Challenge A:
Summarize the guidance on LBTT for property investment partnerships in two sentences.
Challenge B:
Carry on the guidance on LBTT for property investment partnerships, picking up right after its final sentence.
:: Passage to read
Guidance on Land and Buildings Transaction Tax for Property Investment Partnerships
LBTT on transfers of shares in property investment partnerships
If a partnership mainly invests in or deals in land, buying or increasing a share in that partnership can be treated as a land transaction for LBTT, even if no property is transferred directly. The tax is usually based on the buyer’s share of the market value of the relevant partnership property, so the result can differ significantly from the price paid for the partnership interest.
- A property investment partnership is one whose sole or main activity is investing in or dealing in chargeable land interests, including some non-Scottish land that would be chargeable if located in Scotland.
- The rules can apply when a new person joins the partnership or when an existing partner’s share increases, with the buyer treated as the person whose partnership share rises.
- Chargeable consideration is based on the relevant proportion of the market value of the partnership’s qualifying land interests immediately after the transfer, not simply the contractual price for the partnership share.
- Whether the transfer is classed as Type A or Type B matters because different exclusions apply when identifying the relevant partnership property.
- Market rent leases and certain other interests may be excluded, and careful analysis is needed to decide what is economically attributable to the transferred partnership share.
- There are also special rules for exchanges involving land and partnership interests, elections to disapply normal transfer-to-partnership rules, and possible group relief withdrawal consequences.
Scroll down for the full analysis.

Read the original guidance here:
Guidance on Land and Buildings Transaction Tax for Property Investment Partnerships

LBTT and property investment partnerships: when a transfer of a partnership share is taxed like a land transaction
This page explains the special LBTT rules for property investment partnerships. These rules matter because, in some cases, buying or increasing a share in a partnership is treated as a taxable land transaction, even though no land is transferred directly. The aim is to stop land-rich investment partnerships being used to move economic ownership of property without an LBTT charge.
::::
:: Listing
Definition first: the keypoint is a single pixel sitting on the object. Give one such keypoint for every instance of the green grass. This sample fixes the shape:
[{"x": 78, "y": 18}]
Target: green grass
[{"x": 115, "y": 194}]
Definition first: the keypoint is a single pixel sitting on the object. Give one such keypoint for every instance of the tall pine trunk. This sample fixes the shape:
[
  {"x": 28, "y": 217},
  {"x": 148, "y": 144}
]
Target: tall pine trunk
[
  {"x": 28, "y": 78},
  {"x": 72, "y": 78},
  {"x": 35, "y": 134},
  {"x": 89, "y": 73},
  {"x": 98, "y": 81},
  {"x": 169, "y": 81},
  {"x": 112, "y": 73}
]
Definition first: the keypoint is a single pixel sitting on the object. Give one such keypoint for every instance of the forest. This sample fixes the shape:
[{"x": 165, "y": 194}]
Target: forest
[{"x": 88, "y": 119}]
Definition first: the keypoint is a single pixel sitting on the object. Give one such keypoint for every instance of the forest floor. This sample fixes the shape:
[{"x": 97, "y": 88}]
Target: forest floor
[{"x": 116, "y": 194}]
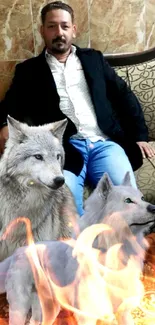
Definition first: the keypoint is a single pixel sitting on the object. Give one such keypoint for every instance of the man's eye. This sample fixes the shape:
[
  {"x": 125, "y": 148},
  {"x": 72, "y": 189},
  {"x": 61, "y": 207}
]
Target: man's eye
[
  {"x": 128, "y": 200},
  {"x": 38, "y": 157}
]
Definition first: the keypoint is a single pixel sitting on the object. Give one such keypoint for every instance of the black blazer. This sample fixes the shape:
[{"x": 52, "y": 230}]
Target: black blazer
[{"x": 33, "y": 98}]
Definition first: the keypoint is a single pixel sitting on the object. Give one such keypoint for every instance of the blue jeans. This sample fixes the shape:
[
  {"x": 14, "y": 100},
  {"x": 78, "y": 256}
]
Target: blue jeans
[{"x": 99, "y": 157}]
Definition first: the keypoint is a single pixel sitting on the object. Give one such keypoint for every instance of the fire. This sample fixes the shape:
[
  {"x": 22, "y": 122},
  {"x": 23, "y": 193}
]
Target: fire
[{"x": 107, "y": 285}]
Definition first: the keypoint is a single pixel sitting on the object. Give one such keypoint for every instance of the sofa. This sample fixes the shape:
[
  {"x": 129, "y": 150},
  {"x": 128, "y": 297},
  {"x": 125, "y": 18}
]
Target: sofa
[{"x": 138, "y": 70}]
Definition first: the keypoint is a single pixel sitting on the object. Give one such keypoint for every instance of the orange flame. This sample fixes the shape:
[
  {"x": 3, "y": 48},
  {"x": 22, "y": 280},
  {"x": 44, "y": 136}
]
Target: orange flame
[{"x": 106, "y": 287}]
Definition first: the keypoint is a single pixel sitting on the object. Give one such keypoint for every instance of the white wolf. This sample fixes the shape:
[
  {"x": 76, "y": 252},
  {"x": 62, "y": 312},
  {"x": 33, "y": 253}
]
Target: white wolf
[{"x": 32, "y": 185}]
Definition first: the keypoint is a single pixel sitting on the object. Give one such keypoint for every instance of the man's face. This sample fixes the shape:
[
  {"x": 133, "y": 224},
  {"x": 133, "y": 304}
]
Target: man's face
[{"x": 58, "y": 31}]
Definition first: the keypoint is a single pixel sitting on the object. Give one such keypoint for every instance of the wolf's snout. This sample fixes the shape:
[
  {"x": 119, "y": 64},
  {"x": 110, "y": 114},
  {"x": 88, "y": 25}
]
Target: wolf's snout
[
  {"x": 151, "y": 208},
  {"x": 58, "y": 181}
]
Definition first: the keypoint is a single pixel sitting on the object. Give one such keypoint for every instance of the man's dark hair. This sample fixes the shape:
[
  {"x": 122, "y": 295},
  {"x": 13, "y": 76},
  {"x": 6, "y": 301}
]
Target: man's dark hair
[{"x": 54, "y": 6}]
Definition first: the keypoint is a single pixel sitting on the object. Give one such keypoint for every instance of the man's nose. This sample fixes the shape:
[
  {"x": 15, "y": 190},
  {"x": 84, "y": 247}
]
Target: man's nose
[{"x": 59, "y": 31}]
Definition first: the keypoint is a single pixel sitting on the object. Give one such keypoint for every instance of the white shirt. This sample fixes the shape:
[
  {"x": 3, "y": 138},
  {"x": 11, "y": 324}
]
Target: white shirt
[{"x": 75, "y": 99}]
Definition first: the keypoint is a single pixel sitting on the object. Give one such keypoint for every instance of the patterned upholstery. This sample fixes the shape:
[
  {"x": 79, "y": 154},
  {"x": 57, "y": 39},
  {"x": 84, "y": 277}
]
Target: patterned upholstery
[{"x": 141, "y": 78}]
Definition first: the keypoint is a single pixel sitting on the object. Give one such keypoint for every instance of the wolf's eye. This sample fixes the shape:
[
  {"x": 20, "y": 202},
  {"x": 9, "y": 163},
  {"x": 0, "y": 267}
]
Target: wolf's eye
[
  {"x": 128, "y": 200},
  {"x": 58, "y": 156},
  {"x": 38, "y": 157}
]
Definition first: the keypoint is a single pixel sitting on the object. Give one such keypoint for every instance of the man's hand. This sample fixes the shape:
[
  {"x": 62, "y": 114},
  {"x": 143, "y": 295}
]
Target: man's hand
[
  {"x": 3, "y": 137},
  {"x": 146, "y": 149}
]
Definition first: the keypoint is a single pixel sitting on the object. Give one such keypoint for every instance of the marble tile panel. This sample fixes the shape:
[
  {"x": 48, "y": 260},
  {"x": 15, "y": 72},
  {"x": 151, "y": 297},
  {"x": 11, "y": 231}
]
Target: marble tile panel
[
  {"x": 6, "y": 74},
  {"x": 117, "y": 26},
  {"x": 150, "y": 24},
  {"x": 81, "y": 17},
  {"x": 16, "y": 41}
]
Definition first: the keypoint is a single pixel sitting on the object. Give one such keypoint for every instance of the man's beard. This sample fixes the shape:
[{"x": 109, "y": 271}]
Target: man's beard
[{"x": 59, "y": 45}]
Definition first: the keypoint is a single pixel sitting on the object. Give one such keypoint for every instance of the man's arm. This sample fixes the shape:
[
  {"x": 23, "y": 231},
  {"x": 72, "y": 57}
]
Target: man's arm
[{"x": 128, "y": 108}]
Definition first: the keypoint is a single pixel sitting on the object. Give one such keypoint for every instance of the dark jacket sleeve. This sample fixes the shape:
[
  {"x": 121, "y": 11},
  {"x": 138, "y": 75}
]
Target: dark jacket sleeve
[{"x": 127, "y": 106}]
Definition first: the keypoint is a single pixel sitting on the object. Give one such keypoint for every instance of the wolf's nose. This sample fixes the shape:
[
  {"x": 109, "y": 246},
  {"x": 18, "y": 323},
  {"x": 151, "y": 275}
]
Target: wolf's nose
[
  {"x": 58, "y": 181},
  {"x": 151, "y": 208}
]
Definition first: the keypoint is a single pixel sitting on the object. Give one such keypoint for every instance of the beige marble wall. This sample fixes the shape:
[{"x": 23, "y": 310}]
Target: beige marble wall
[{"x": 109, "y": 25}]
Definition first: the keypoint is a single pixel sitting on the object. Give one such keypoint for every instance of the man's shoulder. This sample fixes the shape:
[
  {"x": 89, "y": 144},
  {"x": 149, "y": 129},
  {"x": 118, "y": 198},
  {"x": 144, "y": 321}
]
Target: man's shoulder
[{"x": 30, "y": 63}]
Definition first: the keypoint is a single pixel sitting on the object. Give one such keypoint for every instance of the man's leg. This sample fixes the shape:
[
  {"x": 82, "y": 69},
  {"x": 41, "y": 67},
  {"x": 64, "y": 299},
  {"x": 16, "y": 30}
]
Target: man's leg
[
  {"x": 108, "y": 156},
  {"x": 76, "y": 183}
]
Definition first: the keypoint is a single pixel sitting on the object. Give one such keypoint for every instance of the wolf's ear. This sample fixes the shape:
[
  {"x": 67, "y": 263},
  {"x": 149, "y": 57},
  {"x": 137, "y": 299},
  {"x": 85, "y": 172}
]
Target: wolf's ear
[
  {"x": 58, "y": 129},
  {"x": 15, "y": 128},
  {"x": 105, "y": 184},
  {"x": 127, "y": 180}
]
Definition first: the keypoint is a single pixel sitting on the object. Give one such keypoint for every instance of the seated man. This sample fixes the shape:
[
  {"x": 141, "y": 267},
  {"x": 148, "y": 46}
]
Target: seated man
[{"x": 106, "y": 129}]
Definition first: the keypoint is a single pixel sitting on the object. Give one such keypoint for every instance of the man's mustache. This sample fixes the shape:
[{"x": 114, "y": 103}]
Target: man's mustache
[{"x": 59, "y": 39}]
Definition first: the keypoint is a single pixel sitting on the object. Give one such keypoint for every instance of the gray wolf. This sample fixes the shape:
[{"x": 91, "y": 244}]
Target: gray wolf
[
  {"x": 103, "y": 206},
  {"x": 32, "y": 185}
]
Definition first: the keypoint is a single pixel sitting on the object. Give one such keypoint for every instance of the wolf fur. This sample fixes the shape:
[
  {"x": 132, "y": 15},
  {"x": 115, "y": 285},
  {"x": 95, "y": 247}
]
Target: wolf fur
::::
Response A:
When a partnership mainly invests in or deals in land, buying or increasing a share in it can be treated as a land transaction for LBTT even though no property is transferred directly. The tax is usually based on the buyer's share of the market value of the relevant partnership property rather than the price paid, and the rules aim to stop land-rich investment partnerships from moving economic ownership of property without an LBTT charge.

Response B:
What this rule is about
A property investment partnership, often shortened to PIP, is a partnership whose sole or main activity is investing in or dealing in chargeable interests. In broad terms, this means a partnership that mainly holds or trades in land interests, rather than carrying on a house-building business.
The legislation targets a narrow class of partnerships. The concern is that if a partnership mainly holds land, a person could effectively buy part of that land by buying a partnership share instead of taking a direct transfer of the property. Without special rules, that could reduce or avoid LBTT.
Part 7 of schedule 17 to the Land and Buildings Transaction Tax (Scotland) Act 2013 deals with this by treating certain transfers of interests in a PIP as chargeable land transactions.
What the official source says
The official guidance says that a PIP is a partnership whose sole or main activity is investing or dealing in chargeable interests. It does not need to carry out construction operations in order to fall within the definition.
A partnership can still be a PIP even if some of the land it holds is outside Scotland, provided those interests would otherwise be chargeable interests if they were in Scotland.
If the partnership property includes a chargeable interest, a transfer of an interest in a PIP is treated as a chargeable land transaction for LBTT purposes.
The buyer is the person whose partnership share increases. That may be:
- a new person joining the partnership, or
- an existing partner whose share increases.
The chargeable consideration is not based on the price paid for the partnership share. Instead, it is based on a proportion of the market value of the relevant partnership property:
- for a new partner, their partnership share immediately after the transfer, or
- for an existing partner, the increase in their partnership share.
The legislation distinguishes between two kinds of transfer.
A Type A transfer covers arrangements where:
- all or part of one partner’s interest is acquired by another partner or by a new person, and money or money’s worth is given by the acquirer, or
- a person becomes a partner, an existing partner’s interest is reduced or they leave, and that existing partner withdraws money or money’s worth that was not available to the partnership before the transfer.
Any other transfer is a Type B transfer.
For both Type A and Type B transfers, relevant partnership property starts with all chargeable interests held by the partnership immediately after the transfer, but some items are excluded.
For Type A, the exclusions are:
- chargeable interests transferred to the partnership as part of the transaction,
- market rent leases, and
- any chargeable interest not economically attributable to the partnership interest being transferred.
For Type B, the same exclusions apply, plus:
- any transfer of a chargeable interest where the buyer has elected to disapply the normal partnership transfer-in rules, and
- any transfer of a chargeable interest that was not made by a partner, an incoming partner, or a person connected with a partner.
The guidance also says that a transfer of an interest in a PIP is treated as a chargeable interest for the purposes of withdrawal of group relief.
What this means in practice
The practical effect is that you cannot assume a partnership share transfer sits outside LBTT just because the legal owner of the land remains the partnership.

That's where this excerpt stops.